(Extract provided)

Russian politician (1936–2021)

Gennady Vyacheslavovich Igumnov (Геннадий Вячеславович Игумнов; 27 October 1936 – 20 May 2021), was a Russian politician who had served as the 2nd Governor of Perm Oblast from 1996 to 2000.

==Biography==

Gennady Igumnov was born on 27 October 1936 in Gubakha to the family of a Red Army officer who died during the Great Patriotic War.

In 1956, he graduated from the Perm River School with honors and received a referral to the Leningrad Higher Maritime School, but did not manage to submit the documents.

He began his career in Kizel at the Bely Spoi mine of the Kizelugol association. He lived in the village of Bely Spoi. He worked as an underground electrical fitter, mining foreman, assistant to the head of the section, and then the deputy chief engineer of the mine. He worked underground for about 13 years, which he considered the best years of his life. He graduated from a mining technical school with the aim of becoming a technical developer, but was noticed in the city party committee and the executive committee and was invited to work there.

From 1 May 1969 to 31 May 1971, he was the head of the industrial and transport department of the Kizel city committee of the CPSU.

(End Extract provided)

Aim of the task |
Please answer these questions about the Igumnov biography:
(a) In what year did he graduate from the Perm River School?
(b) At which mine did he begin his career?
(c) For about how many years did he work underground?
The material after this point comes from a separate source.

(Extracted data)

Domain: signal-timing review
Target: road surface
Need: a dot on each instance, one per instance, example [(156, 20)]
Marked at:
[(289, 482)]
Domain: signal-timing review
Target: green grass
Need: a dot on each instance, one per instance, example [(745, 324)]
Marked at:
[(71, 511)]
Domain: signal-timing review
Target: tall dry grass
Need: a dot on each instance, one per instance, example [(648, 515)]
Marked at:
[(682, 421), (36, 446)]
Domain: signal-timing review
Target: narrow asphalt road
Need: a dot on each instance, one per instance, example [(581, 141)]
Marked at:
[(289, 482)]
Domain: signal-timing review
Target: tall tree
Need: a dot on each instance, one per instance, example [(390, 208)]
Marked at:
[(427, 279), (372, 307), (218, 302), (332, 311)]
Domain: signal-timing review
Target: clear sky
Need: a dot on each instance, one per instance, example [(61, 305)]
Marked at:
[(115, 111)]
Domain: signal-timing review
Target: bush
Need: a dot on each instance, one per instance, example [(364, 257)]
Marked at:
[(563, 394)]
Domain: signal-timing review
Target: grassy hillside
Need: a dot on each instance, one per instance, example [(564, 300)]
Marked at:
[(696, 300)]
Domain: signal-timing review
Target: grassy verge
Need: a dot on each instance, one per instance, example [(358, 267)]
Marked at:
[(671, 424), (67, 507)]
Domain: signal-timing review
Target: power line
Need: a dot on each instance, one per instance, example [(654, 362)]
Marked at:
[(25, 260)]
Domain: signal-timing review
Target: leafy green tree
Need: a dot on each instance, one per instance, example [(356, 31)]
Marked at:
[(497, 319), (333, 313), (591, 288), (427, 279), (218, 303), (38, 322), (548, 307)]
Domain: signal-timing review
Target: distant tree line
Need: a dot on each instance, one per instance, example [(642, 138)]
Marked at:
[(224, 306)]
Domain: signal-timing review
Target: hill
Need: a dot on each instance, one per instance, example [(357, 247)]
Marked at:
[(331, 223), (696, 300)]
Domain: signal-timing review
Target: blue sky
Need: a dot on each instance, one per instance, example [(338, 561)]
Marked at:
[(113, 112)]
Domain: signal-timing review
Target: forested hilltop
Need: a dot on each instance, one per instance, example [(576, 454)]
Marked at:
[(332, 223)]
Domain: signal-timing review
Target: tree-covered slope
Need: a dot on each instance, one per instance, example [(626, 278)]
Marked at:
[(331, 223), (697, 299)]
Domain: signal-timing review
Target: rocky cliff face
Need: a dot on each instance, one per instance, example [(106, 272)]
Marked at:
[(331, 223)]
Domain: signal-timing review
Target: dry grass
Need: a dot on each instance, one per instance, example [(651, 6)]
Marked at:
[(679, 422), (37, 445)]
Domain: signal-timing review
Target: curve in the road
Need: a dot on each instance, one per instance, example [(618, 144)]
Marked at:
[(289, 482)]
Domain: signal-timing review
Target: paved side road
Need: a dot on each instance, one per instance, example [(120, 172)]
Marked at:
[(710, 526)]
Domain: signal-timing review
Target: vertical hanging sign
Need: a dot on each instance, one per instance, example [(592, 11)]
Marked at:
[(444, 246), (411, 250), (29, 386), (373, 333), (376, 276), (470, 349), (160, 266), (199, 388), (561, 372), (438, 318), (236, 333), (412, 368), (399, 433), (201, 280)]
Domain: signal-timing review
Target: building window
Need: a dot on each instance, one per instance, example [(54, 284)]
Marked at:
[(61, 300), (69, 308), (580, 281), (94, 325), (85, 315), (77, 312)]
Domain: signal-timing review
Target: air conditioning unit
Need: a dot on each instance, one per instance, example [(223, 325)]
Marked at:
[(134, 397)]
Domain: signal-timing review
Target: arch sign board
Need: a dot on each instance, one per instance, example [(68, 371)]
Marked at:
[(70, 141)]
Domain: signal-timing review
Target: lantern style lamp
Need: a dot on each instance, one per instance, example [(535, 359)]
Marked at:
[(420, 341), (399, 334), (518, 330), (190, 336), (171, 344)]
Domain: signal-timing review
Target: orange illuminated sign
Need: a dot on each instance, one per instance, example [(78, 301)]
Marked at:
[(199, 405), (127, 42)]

(End Extracted data)

Response below |
(a) 1956
(b) The Bely Spoi mine of the Kizelugol association
(c) About 13 years